◆ **Условие задачи**
Что в тексте о сказке названо самым ярким примером сближения всех частей жизни?

Невозможно? Нет ничего невозможного. Во всяком случае, возникает вопрос: почему современный человек не отказывается от возможности перелететь на другую планету и поднимают даже вопрос о физическом бессмертии в будущем, но почему же тогда невозможно вернуть человечеству удивление и сказку?

Мы любим в детях то самое, что храним в себе с детства, как лучший дар нам от жизни, и эту нашу прелесть стараемся по-разному воплотить: одни, и этих большинство, определяются с этим даром в семье, другие, кому семейное счастье недоступно, достигают его в искусстве. Третьи, не исчерпываясь до конца ни в семье, ни в искусстве, хранят своего младенца в себе до глубокой старости, и это их делает мудрецами.

* * *

В жизни мы разделены друг от друга и от природы местом и временем, но сказитель, преодолев время и место («в некотором царстве, в некотором государстве, при царе Горохе»), сближает все части жизни одну с другой, так что показывается в общем как бы одно лицо и одно дело творчества, преображения материи. При таком понимании сказка может быть реальнее самой жизни. (Дон-Кихот и Санчо – самый яркий пример такого сближения.)

(Сохранённые записи данных)
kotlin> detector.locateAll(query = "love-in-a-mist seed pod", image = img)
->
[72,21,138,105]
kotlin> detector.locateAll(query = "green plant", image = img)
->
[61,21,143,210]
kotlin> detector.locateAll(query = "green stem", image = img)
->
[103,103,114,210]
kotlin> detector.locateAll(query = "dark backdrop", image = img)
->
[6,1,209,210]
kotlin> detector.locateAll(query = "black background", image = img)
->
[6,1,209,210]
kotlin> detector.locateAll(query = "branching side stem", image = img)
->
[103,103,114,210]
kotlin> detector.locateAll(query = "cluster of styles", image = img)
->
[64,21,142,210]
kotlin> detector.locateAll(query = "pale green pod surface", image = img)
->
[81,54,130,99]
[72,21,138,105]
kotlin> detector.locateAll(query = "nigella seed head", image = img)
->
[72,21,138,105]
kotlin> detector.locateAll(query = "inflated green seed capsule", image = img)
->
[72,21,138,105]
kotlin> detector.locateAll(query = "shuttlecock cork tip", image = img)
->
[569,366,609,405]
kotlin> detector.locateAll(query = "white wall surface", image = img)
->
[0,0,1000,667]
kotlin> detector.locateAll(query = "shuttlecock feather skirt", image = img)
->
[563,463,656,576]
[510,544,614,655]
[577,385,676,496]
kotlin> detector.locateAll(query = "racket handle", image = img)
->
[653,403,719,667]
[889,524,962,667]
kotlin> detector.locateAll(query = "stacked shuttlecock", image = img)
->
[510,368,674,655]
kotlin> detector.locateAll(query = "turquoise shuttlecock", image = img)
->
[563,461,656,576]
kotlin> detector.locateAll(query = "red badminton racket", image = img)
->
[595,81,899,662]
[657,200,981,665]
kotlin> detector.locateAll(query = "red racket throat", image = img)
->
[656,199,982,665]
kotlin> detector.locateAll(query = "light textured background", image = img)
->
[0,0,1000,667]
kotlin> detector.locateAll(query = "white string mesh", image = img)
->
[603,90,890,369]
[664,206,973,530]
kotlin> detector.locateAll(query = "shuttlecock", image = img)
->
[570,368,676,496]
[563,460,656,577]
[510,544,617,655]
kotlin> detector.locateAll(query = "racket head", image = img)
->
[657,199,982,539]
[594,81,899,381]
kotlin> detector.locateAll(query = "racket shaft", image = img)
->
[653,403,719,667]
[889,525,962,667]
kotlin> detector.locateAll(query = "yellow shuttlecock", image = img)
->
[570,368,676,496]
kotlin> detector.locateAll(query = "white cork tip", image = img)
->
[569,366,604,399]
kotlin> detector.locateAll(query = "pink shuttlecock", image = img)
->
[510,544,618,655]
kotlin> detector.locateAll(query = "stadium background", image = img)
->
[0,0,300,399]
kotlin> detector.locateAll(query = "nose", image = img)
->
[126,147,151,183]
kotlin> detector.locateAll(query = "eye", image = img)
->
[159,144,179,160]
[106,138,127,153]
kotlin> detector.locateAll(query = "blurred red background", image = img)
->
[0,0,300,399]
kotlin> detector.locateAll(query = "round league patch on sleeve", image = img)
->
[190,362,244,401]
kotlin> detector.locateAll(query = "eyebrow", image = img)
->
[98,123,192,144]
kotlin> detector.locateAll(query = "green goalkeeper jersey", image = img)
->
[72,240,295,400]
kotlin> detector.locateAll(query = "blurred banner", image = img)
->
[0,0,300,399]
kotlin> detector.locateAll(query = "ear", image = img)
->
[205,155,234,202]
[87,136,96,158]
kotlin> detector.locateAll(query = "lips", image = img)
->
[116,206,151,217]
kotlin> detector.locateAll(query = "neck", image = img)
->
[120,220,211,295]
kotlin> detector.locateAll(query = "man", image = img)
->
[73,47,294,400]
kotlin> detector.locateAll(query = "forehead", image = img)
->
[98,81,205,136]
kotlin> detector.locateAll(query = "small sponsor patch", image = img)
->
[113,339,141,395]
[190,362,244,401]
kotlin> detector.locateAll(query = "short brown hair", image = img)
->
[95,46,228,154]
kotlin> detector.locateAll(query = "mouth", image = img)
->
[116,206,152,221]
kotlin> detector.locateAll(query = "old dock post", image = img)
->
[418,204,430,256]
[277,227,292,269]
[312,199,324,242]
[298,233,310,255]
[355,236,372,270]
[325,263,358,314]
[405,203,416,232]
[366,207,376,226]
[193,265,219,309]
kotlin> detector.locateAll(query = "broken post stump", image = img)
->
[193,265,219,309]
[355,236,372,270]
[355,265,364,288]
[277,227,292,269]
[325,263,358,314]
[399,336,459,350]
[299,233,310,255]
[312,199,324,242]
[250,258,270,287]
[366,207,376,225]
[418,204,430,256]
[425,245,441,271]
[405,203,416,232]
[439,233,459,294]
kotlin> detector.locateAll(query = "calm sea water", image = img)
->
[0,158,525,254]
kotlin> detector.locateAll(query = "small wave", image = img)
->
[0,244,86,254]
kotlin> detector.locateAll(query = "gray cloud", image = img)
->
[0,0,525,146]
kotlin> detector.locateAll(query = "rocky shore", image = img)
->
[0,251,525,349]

◆ **Поле ответа**
Дон-Кихот и Санчо.